-- Study text --
· · · ·

Portland Trail Blazers Letting Spite Rule Over Reason?

David KahnWhen Neil Olshey took over as Portland Trail Blazers General Manager, he said we wanted to bring in a winning culture, and lure the best players to play in the Rose Garden.

His first free agency period?  Not so good.  With the recent trade sending Raymond Felton and Kurt Thomas to New York for Jared Jeffries, Dan Gadzuric, and two European contracts, and the draft of two project players in Damian Lillard and Meyers Leonard, the message is clear that this is a rebuilding year.

If that is the case, then something seems fishy.  That something is the saga involving Nicolas Batum.

Batum was coveted by the Minnesota Timberwolves.  Their GM, David Kahn, thought he was the piece to pair with Ricky Rubio and Kevin Love, and bring Minnesota to the playoffs.  However, a string of guards seems to have sabotaged this plan, and created the idea that spite is running the show for both teams, rather than the best interests of the Blazers and T-Wolves.

The story starts in 2009, when Tom Penn, the assistant general manager of the Blazers at the time, negotiated to become the new general manager of the Timberwolves.  The problem was Penn did not want the job.  He wanted a raise from Portland owner Paul Allen, and used the negotiation as leverage.  Allen would later fire Kevin Pritchard and Penn, partly over this incident

Story gets stranger in 2010, when the Blazers sent Martell Webster to Minnesota for Ryan Gomes and a first-round pick that would become Luke Babbitt.  What Pritchard did not tell Minnesota was that Webster needed back surgery.  When Webster eventually got hurt and got the surgery, the Timberwolves sought compensation, implying that Allen had intentionally hid the information as revenge for the Penn incident.  The Timberwolves have been appealing to the league for compensation ever since.

· · · ·

-- Given data --
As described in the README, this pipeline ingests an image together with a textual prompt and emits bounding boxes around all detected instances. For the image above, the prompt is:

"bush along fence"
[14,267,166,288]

· · · ·

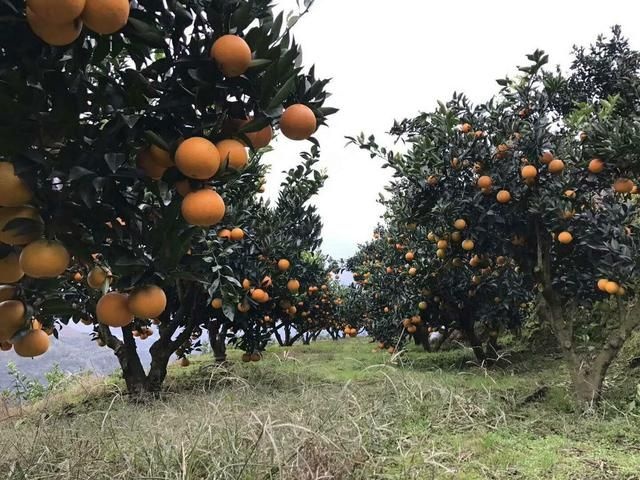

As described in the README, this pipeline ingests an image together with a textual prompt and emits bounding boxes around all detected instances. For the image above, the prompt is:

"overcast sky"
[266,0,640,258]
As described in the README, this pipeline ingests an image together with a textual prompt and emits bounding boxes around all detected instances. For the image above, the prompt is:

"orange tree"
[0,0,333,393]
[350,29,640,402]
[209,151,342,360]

· · · ·

-- Task requirements --
A. In the Trail Blazers article, what did Portland get from Minnesota when it sent Martell Webster there in 2010?
B. Shorten the paragraph of the Trail Blazers article that begins "The story starts in 2009" and keep its main facts.
C. Pick up the Trail Blazers article after its last sentence and write the next part.

-- List of answers --
A. Ryan Gomes and a first-round pick that would become Luke Babbitt.

B. In 2009, Tom Penn, then the Blazers' assistant general manager, negotiated for the Timberwolves' general manager job without wanting it. He used it as leverage to get a raise from Portland owner Paul Allen. Allen later fired Kevin Pritchard and Penn, partly because of this.

C.
Flash forward to this free agency.  Brandon Roy wanted to return to the league, and the Blazers would be on the hook for his salary, minus what a new team pays him, if any team signed him.  The team that signed him?  You guessed it.  The Wolves did not need a point guard, not with recent first-round pick Rubio on roster.  But they signed him for $10 million over two years, putting Portland on the hook for the rest.

Which brings us to Batum.  The Wolves offered several deals for Batum in a sign-and-trade agreement, including a reported three first-round picks, or a first-round pick and last year’s number two draft pick Derrick Williams.  The Wolves even tried working a three-way trade that would have sent Kyle Korver to Portland from Chicago.  For a team rebuilding, any of these options would be a tremendous boon.

The Blazers… said no.  To all of them.  The Wolves were left with no choice, and signed Batum to an offer sheet of four years and $46 million.  Olshey already stated that Batum’s value is not nearly that high, yet the Blazers are left to either overpay Batum, or let him go for nothing, all because of a grudge.

When personal feelings interfere with how you perform your job, bad things are bound to happen.  Whether the blame for what happens from here goes on Kevin Pritchard, Tom Penn, Neil Olshey, or Paul Allen, the fact remains clear: for a team rebuilding, the Blazers made the wrong move.